___ Provided entries
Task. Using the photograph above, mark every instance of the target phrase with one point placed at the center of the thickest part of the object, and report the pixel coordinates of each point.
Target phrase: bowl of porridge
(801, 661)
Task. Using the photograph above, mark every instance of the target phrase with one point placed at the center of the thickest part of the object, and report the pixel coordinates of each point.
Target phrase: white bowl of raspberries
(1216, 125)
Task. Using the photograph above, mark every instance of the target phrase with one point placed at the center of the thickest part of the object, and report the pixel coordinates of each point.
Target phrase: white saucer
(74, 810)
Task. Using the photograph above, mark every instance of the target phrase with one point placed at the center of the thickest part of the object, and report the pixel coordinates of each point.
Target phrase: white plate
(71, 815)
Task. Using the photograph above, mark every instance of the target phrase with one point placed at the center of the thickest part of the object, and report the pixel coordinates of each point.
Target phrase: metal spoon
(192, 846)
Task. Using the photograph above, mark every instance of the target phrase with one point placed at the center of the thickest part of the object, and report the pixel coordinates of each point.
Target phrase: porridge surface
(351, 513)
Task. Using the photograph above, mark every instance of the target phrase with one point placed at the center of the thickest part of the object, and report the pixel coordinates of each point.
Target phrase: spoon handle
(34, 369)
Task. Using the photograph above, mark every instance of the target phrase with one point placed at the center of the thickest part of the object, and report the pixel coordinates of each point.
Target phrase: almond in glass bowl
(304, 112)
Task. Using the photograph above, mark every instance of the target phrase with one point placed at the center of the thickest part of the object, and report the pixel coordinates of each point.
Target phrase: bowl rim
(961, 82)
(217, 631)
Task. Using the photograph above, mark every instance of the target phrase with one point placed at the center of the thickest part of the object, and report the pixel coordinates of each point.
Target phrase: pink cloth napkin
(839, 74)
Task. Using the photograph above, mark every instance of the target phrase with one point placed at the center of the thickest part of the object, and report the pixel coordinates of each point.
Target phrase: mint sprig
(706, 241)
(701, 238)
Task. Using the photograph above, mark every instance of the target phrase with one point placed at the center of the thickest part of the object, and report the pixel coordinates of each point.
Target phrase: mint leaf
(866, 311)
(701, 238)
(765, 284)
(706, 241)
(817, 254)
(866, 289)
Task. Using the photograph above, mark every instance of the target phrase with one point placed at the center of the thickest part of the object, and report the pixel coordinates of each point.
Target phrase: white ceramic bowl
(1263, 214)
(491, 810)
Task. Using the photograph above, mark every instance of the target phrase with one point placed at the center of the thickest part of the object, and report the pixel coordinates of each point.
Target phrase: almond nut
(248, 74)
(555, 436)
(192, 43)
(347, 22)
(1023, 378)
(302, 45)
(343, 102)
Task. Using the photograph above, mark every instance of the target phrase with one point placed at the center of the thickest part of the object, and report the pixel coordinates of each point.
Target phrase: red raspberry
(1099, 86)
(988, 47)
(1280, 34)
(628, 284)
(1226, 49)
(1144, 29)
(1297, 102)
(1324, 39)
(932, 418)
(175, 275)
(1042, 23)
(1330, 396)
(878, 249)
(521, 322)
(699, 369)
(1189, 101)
______
___ Provided entries
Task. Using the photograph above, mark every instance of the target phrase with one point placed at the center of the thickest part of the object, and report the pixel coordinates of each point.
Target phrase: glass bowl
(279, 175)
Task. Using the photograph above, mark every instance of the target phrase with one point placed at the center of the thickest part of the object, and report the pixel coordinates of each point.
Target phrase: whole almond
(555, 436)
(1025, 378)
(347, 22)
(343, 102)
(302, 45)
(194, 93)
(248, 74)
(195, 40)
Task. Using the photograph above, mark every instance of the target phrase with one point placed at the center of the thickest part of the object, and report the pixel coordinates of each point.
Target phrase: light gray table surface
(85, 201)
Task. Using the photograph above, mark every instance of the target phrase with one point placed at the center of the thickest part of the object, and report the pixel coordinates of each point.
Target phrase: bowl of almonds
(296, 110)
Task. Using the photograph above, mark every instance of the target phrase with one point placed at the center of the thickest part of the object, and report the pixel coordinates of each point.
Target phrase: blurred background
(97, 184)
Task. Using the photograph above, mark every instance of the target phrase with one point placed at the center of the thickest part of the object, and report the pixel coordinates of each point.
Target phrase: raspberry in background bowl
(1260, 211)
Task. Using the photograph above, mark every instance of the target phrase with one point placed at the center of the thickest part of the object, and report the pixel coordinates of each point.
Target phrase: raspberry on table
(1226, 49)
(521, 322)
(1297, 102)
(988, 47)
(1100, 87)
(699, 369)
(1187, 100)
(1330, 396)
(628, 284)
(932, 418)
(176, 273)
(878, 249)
______
___ Provided entries
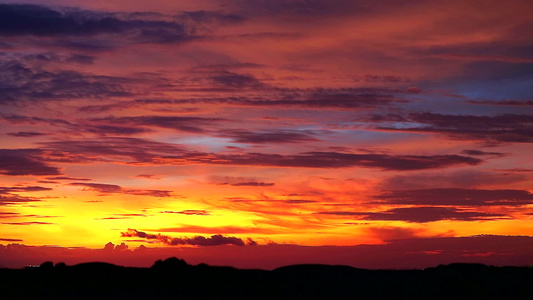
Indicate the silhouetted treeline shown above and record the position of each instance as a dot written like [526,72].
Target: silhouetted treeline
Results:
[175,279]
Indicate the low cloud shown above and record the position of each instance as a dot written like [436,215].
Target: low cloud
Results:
______
▶ _Task statement_
Return all lines in the entries above that carry the word "shown".

▶ _Finished task_
Indicate the silhouetted treeline shown above and record the position of each instance as a dot written like [526,72].
Indicate the low cloud shown above and record the position of each instance as a dot written like [436,215].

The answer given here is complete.